**Problem statement**
Reproduce word for word the lines of the material below, starting at the line that contains "For the navy" and ending with the final line of the material, both included.

**Data supplied**
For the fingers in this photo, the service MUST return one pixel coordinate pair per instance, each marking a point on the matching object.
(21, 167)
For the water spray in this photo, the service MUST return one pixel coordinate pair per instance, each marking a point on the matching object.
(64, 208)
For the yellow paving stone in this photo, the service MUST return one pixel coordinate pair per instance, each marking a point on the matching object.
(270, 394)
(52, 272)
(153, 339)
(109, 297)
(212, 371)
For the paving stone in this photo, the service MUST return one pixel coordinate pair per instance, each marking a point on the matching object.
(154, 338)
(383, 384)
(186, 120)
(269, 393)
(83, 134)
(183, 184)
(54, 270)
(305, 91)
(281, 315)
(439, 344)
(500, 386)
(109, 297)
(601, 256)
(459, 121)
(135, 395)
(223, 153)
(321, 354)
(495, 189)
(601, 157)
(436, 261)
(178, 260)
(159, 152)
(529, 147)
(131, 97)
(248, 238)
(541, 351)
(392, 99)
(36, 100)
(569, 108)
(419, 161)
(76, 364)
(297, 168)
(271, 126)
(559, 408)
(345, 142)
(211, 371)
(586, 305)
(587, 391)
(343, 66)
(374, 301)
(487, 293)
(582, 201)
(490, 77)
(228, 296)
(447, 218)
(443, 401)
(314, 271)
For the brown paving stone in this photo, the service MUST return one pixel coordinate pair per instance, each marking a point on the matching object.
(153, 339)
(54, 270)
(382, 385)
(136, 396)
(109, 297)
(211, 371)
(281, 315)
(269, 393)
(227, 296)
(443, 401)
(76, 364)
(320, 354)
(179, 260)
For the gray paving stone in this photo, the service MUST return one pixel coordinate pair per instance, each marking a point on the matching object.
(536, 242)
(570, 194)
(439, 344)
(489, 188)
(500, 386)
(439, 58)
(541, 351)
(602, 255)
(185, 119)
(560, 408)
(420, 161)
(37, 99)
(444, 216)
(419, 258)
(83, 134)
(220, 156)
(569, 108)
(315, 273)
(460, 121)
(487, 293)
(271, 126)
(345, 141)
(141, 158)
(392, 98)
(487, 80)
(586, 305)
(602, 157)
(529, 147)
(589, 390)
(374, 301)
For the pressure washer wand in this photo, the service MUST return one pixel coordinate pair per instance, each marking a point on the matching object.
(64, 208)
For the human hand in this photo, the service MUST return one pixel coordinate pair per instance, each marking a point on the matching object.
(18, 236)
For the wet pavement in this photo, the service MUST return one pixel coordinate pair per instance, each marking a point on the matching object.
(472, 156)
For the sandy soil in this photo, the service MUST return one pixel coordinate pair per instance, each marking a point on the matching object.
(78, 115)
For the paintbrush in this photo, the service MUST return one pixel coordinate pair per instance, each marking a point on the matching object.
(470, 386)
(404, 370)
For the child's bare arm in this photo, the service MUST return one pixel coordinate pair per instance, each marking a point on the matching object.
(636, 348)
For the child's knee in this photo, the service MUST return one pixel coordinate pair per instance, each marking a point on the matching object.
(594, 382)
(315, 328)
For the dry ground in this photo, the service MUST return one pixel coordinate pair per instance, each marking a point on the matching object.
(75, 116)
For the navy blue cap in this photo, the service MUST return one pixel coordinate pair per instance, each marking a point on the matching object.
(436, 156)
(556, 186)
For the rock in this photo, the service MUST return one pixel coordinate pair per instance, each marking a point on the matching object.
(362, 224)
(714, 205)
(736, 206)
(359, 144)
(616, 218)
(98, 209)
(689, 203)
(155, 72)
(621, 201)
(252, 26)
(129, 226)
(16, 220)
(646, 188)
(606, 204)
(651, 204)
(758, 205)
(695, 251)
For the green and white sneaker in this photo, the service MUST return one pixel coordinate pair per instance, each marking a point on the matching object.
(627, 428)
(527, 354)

**Written answer**
For the navy blue cap in this photo, the service MUST return one pixel coordinate pair per instance, each marking a point on the matching object.
(436, 156)
(556, 186)
For the rock in this photo, the service MUST return one pixel coordinate pair per instance, each marking a point on the matching object.
(362, 224)
(714, 205)
(736, 206)
(359, 144)
(616, 218)
(98, 209)
(689, 203)
(155, 72)
(621, 201)
(252, 26)
(129, 226)
(16, 220)
(646, 188)
(606, 204)
(651, 204)
(758, 205)
(695, 251)
For the green and white sneaker in this photo, the service MUST return one pixel coordinate pair per instance, each marking a point on the matching object.
(627, 428)
(527, 354)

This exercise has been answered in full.